What you will do - Each entry should appear in the answer exactly as written.

Record set -
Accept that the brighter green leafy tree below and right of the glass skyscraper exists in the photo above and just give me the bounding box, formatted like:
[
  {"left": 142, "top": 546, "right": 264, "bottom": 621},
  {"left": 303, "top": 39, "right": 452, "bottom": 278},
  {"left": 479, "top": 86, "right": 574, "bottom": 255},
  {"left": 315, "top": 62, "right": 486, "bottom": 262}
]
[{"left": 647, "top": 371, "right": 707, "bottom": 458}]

Response to the exercise -
Accept that the brighter green leafy tree below and right of the glass skyscraper exists in the photo above and just give me the bounding box, formatted like:
[
  {"left": 142, "top": 546, "right": 264, "bottom": 621},
  {"left": 303, "top": 39, "right": 452, "bottom": 278},
  {"left": 479, "top": 86, "right": 574, "bottom": 255},
  {"left": 315, "top": 62, "right": 486, "bottom": 262}
]
[{"left": 647, "top": 371, "right": 707, "bottom": 458}]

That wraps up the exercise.